May 11, 2020 Open Force Field Initiative Advisory Board Meeting
Posted on 11 May 2020 by Karmen Condic-Jurkic
The first meeting of the OpenFF Initiative Advisory Board took place on May 11, 2020. The meeting notes are summarized below:
Data collection and benchmarking
- As we push into biopolymer FFs, what data should we be using to fit force fields?
- We are in the process of porting AMBER ff14sb into SMIRNOFF format.
- We have a plan for making an “AMBER-like” protein force field using the current small molecule bond/angle/vdw, with an AMBER protein charge model, then fitting torsions.
- What data should we use to evaluate the quality of proteins/nucleic acids? Data for other molecules (lipids/carbohydrates - though those will likely be tackled next year)?
- High-quality protein-ligand binding affinity datasets with rigid ligands
- Conformational decoys? (What experimental datasets inform this?)
- Similar sequences but different folds? (e.g. “Paracelsus Challenge”)
- Peptide data: NMR data on cyclic peptides
- Scott Lokey: logD and NMR data for cyclic peptides
- Check with Alan Mark on automated protein benchmark set
What to consider with respect to water models?
- TIP3P is likely to cause problems. OPC or OPC3 might be good candidates. PC3/TIP4P-Ew performed well, according to Onufriev’s study.
- Import data used in fitting TIP3P-FB; ultimately co-optimize water model
- Important properties:
- Hydration free energies insensitive to water model (but entropy/enthalpy decomposition is); polarization issues
- Diffusion coefficient would likely be more important, water model dependent
- Enthalpy of vaporization: Difficult property to reproduce; unclear where discrepancy arises from (e.g. quantum dynamical effect)

Activity - Copy out word for word the part of the advisory board meeting notes starting with "- We have a" and going on through "to Onufriev’s study.". The items have nothing to do with the advisory board meeting notes.

Study material -
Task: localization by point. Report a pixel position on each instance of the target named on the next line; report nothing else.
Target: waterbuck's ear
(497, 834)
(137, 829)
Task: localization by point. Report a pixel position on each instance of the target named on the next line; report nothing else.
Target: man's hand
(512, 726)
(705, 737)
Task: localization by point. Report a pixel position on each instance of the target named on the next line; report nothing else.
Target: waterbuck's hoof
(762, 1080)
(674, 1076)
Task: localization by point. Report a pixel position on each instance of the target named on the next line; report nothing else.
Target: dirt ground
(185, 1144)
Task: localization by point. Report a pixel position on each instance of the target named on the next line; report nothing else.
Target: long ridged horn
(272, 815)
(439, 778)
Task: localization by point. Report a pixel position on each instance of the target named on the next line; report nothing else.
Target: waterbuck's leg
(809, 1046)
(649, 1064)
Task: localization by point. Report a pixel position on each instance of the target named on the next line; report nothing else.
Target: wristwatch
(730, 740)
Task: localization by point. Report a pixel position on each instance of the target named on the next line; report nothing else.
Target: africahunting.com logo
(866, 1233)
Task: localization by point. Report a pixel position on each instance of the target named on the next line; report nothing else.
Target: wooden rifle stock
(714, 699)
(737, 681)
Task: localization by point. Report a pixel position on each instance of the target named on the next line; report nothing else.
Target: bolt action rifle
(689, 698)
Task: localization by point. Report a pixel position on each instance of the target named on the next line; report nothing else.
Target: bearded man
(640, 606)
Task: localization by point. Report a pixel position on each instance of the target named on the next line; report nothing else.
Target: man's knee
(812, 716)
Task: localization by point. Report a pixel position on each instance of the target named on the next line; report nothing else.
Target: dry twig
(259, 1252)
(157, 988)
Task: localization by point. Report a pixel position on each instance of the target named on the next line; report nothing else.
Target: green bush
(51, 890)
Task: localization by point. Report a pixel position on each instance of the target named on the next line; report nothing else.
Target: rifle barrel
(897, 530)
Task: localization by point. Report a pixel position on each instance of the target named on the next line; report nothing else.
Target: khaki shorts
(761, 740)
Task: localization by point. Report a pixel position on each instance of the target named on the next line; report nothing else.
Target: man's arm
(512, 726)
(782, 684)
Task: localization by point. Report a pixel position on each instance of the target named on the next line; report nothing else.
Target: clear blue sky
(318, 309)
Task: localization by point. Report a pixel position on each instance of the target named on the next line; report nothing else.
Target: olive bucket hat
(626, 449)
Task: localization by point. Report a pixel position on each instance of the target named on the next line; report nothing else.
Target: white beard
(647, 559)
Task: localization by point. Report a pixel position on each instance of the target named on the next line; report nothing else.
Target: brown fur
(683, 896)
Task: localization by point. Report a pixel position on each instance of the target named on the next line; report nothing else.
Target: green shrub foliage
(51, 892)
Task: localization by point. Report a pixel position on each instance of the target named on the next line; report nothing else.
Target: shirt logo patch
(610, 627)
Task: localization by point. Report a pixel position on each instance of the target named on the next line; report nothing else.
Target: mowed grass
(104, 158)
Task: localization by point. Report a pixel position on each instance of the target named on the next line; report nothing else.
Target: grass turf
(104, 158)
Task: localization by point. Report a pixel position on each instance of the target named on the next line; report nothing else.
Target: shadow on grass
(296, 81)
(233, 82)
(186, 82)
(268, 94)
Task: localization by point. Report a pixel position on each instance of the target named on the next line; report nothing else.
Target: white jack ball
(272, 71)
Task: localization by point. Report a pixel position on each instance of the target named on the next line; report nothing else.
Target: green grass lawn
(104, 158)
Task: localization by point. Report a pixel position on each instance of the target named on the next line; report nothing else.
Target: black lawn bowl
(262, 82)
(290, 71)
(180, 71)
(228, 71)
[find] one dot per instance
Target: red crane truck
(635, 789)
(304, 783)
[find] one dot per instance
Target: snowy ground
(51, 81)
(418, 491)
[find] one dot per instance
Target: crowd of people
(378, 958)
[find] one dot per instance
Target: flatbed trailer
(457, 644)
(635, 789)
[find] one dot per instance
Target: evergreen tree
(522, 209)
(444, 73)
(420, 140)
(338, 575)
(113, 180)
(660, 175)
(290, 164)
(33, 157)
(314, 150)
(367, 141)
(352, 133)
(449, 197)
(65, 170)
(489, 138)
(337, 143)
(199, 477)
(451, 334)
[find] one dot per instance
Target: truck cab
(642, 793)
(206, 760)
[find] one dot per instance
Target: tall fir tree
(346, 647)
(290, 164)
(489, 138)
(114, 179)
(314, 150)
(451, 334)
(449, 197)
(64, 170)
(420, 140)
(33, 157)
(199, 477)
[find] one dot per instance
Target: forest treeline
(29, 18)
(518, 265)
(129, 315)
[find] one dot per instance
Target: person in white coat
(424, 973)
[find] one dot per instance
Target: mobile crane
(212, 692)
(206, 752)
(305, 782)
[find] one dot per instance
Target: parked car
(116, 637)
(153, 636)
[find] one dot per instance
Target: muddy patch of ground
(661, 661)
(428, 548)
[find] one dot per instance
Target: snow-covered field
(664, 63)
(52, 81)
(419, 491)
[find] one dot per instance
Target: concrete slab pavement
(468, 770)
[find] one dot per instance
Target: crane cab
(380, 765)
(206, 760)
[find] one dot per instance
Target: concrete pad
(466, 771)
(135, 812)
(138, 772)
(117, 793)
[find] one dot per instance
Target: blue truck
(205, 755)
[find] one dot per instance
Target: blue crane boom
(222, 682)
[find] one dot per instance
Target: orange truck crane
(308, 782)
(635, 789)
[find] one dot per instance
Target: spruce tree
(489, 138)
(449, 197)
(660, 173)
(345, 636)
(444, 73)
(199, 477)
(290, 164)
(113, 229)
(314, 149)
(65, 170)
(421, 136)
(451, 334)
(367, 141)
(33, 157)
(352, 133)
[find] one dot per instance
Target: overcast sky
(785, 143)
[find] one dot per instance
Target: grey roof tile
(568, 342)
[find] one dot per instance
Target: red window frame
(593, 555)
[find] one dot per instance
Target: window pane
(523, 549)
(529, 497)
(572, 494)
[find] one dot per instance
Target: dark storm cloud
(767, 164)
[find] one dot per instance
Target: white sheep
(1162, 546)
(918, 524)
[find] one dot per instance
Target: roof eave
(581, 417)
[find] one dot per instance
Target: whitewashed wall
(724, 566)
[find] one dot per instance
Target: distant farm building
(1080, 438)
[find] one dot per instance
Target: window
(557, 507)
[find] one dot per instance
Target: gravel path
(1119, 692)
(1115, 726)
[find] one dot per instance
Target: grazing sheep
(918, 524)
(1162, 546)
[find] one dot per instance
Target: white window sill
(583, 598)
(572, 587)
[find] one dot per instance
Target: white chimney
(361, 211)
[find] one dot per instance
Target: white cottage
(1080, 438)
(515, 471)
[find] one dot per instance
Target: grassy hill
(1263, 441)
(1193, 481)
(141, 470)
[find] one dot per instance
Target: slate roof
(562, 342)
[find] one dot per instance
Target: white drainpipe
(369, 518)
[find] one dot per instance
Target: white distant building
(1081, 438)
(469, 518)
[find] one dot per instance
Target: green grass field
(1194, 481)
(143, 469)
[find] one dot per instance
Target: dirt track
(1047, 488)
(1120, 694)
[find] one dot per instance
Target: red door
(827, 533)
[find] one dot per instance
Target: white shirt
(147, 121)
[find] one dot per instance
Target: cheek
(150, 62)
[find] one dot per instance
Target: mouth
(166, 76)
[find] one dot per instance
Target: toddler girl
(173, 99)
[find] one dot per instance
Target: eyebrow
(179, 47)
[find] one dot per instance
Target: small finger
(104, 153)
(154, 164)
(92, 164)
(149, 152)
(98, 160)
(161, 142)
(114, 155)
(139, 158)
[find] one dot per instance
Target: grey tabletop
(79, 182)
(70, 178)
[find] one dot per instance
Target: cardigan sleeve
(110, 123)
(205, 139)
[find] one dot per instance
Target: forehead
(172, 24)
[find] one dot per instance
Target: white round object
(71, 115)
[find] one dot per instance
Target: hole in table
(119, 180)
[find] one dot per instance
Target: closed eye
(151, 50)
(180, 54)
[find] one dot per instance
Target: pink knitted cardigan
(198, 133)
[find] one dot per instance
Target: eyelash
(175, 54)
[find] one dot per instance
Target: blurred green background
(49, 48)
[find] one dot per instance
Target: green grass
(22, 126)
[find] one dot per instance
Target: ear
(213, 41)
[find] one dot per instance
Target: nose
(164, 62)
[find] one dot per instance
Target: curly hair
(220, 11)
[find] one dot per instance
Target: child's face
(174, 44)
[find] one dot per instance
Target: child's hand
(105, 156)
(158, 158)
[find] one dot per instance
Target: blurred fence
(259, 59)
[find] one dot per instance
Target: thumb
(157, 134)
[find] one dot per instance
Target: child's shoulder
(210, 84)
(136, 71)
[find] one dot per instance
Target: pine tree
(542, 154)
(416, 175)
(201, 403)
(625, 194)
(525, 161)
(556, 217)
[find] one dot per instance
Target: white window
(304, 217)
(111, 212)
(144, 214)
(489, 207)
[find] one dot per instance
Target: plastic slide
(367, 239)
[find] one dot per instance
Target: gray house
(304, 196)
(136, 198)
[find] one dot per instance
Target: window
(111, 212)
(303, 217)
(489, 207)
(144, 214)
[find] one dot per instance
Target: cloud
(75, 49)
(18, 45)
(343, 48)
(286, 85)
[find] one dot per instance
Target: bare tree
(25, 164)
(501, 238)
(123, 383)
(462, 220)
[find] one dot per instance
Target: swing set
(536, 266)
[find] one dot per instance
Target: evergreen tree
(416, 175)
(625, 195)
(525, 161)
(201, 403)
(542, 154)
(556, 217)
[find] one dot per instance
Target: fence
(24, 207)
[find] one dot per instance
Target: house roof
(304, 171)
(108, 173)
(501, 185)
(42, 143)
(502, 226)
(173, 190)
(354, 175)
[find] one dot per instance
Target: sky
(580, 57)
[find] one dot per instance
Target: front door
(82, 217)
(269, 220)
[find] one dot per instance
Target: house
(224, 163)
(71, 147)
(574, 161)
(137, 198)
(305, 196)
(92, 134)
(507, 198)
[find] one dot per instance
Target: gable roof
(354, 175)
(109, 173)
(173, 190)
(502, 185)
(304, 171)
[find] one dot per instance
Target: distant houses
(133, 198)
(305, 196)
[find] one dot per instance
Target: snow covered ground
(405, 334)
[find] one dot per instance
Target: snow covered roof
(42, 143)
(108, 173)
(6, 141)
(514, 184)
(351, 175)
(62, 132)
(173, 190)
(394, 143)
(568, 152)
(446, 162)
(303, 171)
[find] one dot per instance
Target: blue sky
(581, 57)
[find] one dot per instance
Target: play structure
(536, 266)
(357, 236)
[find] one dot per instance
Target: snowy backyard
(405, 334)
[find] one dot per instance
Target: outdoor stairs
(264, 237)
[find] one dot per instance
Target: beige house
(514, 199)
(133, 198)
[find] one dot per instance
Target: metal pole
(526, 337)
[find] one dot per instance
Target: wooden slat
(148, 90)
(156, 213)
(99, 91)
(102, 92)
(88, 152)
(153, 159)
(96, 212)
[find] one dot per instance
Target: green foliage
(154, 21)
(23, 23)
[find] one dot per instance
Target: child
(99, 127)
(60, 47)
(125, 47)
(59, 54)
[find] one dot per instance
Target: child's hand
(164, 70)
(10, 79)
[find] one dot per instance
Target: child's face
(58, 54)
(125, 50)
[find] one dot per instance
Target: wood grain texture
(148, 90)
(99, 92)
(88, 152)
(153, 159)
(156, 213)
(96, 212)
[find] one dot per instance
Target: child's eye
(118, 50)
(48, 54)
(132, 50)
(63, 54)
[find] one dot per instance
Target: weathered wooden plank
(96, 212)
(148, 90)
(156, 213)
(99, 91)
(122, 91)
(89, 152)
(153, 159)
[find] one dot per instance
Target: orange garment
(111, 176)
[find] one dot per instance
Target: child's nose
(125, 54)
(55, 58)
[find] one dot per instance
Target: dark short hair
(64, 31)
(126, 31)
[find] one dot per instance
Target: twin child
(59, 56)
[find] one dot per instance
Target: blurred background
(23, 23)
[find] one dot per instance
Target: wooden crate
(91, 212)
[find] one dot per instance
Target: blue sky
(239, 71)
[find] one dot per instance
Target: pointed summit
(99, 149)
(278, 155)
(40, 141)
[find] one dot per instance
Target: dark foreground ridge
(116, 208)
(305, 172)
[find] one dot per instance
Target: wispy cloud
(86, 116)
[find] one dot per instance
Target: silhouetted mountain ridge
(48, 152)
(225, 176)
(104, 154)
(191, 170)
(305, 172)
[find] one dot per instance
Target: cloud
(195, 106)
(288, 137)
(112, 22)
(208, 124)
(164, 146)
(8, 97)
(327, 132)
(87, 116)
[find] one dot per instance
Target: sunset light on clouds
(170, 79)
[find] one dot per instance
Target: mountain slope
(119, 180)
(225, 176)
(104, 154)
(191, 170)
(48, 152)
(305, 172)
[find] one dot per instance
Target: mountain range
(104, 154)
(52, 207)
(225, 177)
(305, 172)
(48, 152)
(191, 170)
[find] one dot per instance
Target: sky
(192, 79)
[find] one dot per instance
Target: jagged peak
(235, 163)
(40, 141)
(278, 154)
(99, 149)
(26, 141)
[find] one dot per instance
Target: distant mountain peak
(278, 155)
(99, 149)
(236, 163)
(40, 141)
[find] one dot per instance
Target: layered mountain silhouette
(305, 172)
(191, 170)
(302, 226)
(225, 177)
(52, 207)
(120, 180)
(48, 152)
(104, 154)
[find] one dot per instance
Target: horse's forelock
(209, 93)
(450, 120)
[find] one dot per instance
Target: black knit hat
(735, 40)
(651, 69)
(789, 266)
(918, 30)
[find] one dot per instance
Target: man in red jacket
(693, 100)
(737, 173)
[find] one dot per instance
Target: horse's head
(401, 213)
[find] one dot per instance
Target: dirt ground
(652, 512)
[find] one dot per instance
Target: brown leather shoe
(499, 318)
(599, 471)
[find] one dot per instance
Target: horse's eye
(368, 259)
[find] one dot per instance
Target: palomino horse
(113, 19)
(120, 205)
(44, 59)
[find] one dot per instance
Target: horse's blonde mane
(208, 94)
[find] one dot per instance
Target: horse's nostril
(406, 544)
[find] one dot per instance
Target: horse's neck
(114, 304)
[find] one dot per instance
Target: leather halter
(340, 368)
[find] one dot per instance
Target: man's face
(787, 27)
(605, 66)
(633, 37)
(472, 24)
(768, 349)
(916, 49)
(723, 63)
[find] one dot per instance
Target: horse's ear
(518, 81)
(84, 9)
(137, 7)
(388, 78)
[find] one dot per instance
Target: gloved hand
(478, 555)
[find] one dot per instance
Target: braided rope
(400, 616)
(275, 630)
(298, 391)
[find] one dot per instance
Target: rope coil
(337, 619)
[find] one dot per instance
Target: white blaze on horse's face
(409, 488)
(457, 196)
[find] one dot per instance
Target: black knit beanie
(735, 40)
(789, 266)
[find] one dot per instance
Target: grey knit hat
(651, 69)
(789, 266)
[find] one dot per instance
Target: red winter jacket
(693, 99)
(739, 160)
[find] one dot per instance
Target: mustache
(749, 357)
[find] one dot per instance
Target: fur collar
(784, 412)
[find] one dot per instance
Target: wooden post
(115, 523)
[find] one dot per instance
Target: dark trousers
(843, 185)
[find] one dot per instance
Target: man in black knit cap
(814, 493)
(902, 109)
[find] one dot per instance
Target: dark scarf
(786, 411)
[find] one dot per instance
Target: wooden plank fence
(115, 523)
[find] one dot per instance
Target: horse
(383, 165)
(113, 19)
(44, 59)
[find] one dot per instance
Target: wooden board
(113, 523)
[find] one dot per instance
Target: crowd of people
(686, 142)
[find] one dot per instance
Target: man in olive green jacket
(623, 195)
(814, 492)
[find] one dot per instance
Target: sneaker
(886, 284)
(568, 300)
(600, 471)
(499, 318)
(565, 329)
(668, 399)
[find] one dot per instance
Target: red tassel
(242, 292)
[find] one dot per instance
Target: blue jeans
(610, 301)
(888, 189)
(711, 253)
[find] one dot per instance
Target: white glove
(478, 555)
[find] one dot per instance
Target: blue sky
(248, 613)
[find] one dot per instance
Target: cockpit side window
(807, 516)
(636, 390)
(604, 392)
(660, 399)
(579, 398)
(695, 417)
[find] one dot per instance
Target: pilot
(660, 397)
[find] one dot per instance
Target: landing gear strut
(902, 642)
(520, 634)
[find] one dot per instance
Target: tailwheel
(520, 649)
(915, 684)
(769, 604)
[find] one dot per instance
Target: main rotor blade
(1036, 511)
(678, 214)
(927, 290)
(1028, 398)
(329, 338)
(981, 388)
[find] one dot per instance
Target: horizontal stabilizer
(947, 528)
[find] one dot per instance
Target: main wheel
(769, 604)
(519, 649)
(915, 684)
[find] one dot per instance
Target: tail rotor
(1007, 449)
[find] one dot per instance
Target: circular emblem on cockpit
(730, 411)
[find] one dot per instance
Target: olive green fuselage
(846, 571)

Response area -
- We have a plan for making an “AMBER-like” protein force field using the current small molecule bond/angle/vdw, with an AMBER protein charge model, then fitting torsions.
- What data should we use to evaluate the quality of proteins/nucleic acids? Data for other molecules (lipids/carbohydrates - though those will likely be tackled next year)?
- High-quality protein-ligand binding affinity datasets with rigid ligands
- Conformational decoys? (What experimental datasets inform this?)
- Similar sequences but different folds? (e.g. “Paracelsus Challenge”)
- Peptide data: NMR data on cyclic peptides
- Scott Lokey: logD and NMR data for cyclic peptides
- Check with Alan Mark on automated protein benchmark set
What to consider with respect to water models?
- TIP3P is likely to cause problems. OPC or OPC3 might be good candidates. PC3/TIP4P-Ew performed well, according to Onufriev’s study.